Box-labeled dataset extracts

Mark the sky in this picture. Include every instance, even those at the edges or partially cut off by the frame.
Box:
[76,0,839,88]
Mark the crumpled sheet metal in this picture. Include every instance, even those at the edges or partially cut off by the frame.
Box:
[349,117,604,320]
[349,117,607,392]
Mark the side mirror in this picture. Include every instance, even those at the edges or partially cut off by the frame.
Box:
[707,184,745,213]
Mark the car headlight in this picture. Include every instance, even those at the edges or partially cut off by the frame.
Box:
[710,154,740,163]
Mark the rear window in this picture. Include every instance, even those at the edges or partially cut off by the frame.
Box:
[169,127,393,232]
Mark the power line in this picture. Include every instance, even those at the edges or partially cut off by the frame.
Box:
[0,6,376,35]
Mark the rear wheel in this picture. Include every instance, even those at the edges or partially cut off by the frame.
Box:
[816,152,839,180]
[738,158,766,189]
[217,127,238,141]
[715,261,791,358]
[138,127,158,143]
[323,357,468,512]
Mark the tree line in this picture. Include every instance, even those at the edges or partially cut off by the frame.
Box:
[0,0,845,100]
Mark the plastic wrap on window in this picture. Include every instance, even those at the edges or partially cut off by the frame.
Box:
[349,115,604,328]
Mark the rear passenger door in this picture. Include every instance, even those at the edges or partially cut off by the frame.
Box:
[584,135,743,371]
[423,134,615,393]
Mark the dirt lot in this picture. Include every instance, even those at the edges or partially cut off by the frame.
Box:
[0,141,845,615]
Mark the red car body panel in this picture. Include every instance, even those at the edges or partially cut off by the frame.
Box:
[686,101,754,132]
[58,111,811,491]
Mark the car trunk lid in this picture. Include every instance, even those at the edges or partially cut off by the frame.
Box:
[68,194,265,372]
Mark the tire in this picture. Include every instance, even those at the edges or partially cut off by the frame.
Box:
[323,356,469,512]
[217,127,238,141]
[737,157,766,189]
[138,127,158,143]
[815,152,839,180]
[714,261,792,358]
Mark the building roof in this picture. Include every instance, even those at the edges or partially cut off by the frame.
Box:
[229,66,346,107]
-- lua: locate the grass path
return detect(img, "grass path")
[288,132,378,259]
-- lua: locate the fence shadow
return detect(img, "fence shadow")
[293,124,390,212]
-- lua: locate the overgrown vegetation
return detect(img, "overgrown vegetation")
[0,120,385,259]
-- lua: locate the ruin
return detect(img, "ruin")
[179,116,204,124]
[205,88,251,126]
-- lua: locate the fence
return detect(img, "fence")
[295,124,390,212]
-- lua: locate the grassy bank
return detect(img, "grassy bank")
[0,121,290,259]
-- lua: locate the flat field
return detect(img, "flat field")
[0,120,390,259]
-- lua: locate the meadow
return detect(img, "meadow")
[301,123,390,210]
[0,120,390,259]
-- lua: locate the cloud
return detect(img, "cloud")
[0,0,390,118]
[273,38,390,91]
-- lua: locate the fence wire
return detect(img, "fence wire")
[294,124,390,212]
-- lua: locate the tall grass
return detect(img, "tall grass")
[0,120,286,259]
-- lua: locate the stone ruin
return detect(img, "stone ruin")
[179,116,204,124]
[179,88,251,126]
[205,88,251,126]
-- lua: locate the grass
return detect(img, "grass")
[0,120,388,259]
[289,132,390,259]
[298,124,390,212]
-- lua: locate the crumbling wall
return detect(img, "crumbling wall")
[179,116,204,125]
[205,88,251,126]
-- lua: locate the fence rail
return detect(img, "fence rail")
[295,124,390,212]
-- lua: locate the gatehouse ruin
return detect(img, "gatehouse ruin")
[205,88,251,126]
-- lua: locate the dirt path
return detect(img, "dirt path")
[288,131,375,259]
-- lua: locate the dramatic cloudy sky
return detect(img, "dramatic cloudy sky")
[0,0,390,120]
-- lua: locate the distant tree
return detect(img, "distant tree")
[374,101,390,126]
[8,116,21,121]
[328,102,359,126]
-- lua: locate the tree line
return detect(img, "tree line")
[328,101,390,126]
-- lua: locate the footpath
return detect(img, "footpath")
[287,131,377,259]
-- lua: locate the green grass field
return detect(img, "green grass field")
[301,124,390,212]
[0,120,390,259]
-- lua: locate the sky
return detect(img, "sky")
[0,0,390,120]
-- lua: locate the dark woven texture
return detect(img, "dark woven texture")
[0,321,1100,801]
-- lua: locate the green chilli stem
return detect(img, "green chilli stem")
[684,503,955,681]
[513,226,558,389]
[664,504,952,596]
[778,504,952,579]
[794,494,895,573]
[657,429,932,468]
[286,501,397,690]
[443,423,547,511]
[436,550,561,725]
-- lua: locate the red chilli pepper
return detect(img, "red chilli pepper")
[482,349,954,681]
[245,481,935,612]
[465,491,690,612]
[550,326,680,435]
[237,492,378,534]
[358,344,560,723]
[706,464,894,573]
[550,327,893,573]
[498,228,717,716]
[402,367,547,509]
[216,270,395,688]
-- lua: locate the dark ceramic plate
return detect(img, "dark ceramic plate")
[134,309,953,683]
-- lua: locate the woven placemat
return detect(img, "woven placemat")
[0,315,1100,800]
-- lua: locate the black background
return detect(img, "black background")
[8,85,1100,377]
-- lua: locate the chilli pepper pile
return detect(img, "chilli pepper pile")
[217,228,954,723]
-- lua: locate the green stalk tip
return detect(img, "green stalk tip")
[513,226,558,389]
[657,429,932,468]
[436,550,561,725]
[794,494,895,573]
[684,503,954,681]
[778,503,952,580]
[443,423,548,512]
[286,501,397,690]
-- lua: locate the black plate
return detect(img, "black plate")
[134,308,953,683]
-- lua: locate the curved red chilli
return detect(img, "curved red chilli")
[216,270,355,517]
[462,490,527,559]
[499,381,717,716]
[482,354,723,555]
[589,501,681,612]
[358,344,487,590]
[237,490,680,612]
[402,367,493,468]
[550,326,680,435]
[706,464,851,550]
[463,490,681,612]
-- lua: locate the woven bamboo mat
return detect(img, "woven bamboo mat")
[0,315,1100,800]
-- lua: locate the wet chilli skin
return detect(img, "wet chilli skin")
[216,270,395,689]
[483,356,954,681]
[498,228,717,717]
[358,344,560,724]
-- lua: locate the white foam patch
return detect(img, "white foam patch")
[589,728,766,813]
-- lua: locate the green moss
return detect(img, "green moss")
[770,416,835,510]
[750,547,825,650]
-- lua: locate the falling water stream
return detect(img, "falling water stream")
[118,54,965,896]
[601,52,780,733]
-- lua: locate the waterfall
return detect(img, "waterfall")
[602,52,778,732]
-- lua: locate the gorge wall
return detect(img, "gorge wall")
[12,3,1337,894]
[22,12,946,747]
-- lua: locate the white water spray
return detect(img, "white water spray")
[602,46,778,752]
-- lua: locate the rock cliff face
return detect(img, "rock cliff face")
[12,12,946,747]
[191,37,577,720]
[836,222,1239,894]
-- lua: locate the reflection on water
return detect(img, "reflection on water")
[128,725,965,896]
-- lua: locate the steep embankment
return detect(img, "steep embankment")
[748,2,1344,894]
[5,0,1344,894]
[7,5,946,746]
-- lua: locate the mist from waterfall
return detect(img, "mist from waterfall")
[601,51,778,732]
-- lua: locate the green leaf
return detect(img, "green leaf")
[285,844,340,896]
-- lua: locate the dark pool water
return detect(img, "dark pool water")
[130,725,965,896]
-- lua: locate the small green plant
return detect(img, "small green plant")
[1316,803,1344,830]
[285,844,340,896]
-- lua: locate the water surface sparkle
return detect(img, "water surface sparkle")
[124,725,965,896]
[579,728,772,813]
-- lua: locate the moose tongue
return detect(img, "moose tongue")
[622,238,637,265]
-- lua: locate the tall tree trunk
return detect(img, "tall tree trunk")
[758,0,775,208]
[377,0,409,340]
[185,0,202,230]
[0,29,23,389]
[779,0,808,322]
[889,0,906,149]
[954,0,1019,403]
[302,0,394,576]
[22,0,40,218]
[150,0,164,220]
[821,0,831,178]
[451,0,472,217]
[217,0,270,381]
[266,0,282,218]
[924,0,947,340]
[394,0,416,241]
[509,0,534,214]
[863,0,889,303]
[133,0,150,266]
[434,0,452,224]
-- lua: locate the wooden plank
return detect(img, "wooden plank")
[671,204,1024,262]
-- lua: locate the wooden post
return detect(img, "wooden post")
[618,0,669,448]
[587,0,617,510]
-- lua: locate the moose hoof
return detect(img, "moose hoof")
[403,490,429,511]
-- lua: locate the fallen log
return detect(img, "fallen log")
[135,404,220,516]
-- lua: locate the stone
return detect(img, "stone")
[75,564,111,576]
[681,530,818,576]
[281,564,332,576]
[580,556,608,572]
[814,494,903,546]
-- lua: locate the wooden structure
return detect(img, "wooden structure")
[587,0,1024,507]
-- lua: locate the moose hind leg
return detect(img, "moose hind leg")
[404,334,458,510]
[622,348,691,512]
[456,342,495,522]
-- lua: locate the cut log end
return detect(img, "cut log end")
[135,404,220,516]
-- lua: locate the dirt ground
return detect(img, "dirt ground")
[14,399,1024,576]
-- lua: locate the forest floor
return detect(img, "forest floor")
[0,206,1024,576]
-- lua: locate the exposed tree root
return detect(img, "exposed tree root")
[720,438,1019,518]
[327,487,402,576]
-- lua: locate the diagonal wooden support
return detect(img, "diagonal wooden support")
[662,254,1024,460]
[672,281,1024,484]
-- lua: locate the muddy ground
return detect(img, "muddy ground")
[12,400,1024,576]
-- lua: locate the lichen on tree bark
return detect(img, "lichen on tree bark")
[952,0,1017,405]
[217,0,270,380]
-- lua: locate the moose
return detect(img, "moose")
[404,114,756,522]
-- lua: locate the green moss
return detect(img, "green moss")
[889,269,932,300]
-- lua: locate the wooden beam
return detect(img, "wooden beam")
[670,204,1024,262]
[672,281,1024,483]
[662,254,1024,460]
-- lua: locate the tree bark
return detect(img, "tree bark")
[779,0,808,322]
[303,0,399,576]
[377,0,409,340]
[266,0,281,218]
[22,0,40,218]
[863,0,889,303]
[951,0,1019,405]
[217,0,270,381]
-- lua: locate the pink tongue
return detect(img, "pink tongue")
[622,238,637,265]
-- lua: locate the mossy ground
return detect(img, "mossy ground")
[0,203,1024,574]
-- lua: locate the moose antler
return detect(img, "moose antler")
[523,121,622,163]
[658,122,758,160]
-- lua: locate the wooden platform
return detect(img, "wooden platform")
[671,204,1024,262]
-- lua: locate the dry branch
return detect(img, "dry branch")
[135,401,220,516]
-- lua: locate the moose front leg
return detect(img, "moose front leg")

[INSTRUCTIONS FOR THE TASK] Copy out the rows from the line with "-- lua: locate the wooden structure" up to and including the line with "[889,269,932,300]", with no changes.

[SOLUTION FOR THIS TASK]
-- lua: locate the wooden structure
return detect(img, "wooden structure")
[587,0,1024,507]
-- lua: locate the moose hind leg
return detect(img, "moose hind leg")
[404,334,458,510]
[622,348,691,512]
[456,342,495,522]
-- lua: locate the cut log end
return detect(img, "cut log end")
[135,404,220,516]
-- lua: locate the dirt ground
return detect(img, "dirt ground")
[14,399,1024,576]
-- lua: locate the forest floor
return detect(img, "forest floor")
[0,206,1024,576]
-- lua: locate the exposed tree root
return detect(img, "exposed tree root")
[720,438,1019,518]
[327,487,402,576]
-- lua: locate the diagonal wooden support
return detect(img, "diagonal wooden support")
[662,254,1024,460]
[672,281,1024,484]
-- lua: locate the muddy ground
return detect(img, "muddy ground")
[12,400,1024,576]
-- lua: locate the lichen on tree bark
return detect(img, "lichen on tree bark")
[952,0,1017,405]
[217,0,270,380]
-- lua: locate the moose
return detect(img, "moose")
[404,114,756,522]
-- lua: locate the green moss
return detect(img, "green moss")
[889,269,932,300]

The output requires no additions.